**Problem to work on**: Transcribe each of the records below exactly, excluding all pictures.

**Provided records**:
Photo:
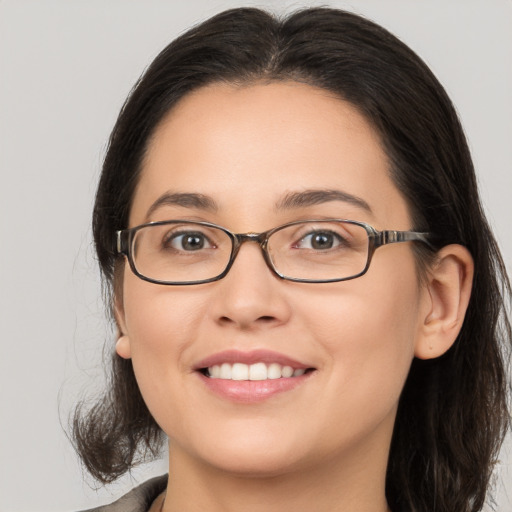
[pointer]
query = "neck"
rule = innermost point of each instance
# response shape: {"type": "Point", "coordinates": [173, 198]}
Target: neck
{"type": "Point", "coordinates": [354, 482]}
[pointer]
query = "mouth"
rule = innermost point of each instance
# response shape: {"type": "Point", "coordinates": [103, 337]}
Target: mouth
{"type": "Point", "coordinates": [256, 372]}
{"type": "Point", "coordinates": [250, 377]}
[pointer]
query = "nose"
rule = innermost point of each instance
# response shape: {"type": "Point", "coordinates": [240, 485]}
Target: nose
{"type": "Point", "coordinates": [251, 296]}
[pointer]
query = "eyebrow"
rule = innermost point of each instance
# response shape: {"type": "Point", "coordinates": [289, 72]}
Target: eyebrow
{"type": "Point", "coordinates": [184, 199]}
{"type": "Point", "coordinates": [290, 201]}
{"type": "Point", "coordinates": [306, 198]}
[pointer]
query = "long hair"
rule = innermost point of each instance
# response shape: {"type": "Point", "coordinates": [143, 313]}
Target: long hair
{"type": "Point", "coordinates": [453, 411]}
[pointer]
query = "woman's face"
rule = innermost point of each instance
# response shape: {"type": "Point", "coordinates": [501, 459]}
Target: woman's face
{"type": "Point", "coordinates": [247, 149]}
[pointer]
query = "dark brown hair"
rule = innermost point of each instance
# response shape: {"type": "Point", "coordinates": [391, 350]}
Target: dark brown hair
{"type": "Point", "coordinates": [453, 410]}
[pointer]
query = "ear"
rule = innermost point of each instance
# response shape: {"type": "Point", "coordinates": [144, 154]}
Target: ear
{"type": "Point", "coordinates": [449, 289]}
{"type": "Point", "coordinates": [123, 346]}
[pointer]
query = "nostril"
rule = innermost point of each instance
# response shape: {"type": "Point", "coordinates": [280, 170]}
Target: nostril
{"type": "Point", "coordinates": [266, 318]}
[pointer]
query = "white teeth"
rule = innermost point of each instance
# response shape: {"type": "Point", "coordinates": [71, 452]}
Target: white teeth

**The solution**:
Photo:
[pointer]
query = "neck"
rule = innermost point of each instance
# response shape: {"type": "Point", "coordinates": [173, 198]}
Target: neck
{"type": "Point", "coordinates": [354, 482]}
[pointer]
query = "mouth"
rule = innermost point of each instance
# response shape: {"type": "Point", "coordinates": [103, 337]}
Target: mouth
{"type": "Point", "coordinates": [256, 372]}
{"type": "Point", "coordinates": [250, 377]}
[pointer]
query = "nose"
rule = innermost point of each instance
# response shape: {"type": "Point", "coordinates": [240, 485]}
Target: nose
{"type": "Point", "coordinates": [251, 296]}
[pointer]
query = "eyebrow"
rule = innermost point of each instance
# response shape: {"type": "Point", "coordinates": [289, 72]}
Target: eyebrow
{"type": "Point", "coordinates": [184, 199]}
{"type": "Point", "coordinates": [290, 201]}
{"type": "Point", "coordinates": [306, 198]}
[pointer]
query = "long hair"
rule = innermost point of each instance
# response shape: {"type": "Point", "coordinates": [143, 313]}
Target: long hair
{"type": "Point", "coordinates": [453, 411]}
[pointer]
query = "woman's face"
rule = innermost point of each instance
# response shape: {"type": "Point", "coordinates": [501, 459]}
Target: woman's face
{"type": "Point", "coordinates": [247, 149]}
[pointer]
query = "dark brown hair"
rule = innermost point of each instance
# response shape: {"type": "Point", "coordinates": [391, 350]}
Target: dark brown hair
{"type": "Point", "coordinates": [453, 410]}
[pointer]
query = "ear"
rule = innermost point of each instance
# response shape: {"type": "Point", "coordinates": [144, 154]}
Target: ear
{"type": "Point", "coordinates": [449, 289]}
{"type": "Point", "coordinates": [123, 346]}
[pointer]
query = "nostril"
rule = innermost point of each instance
# response shape: {"type": "Point", "coordinates": [280, 170]}
Target: nostril
{"type": "Point", "coordinates": [266, 318]}
[pointer]
query = "white teeth"
rule = innermost point of each instance
# response shape: {"type": "Point", "coordinates": [71, 452]}
Target: white teeth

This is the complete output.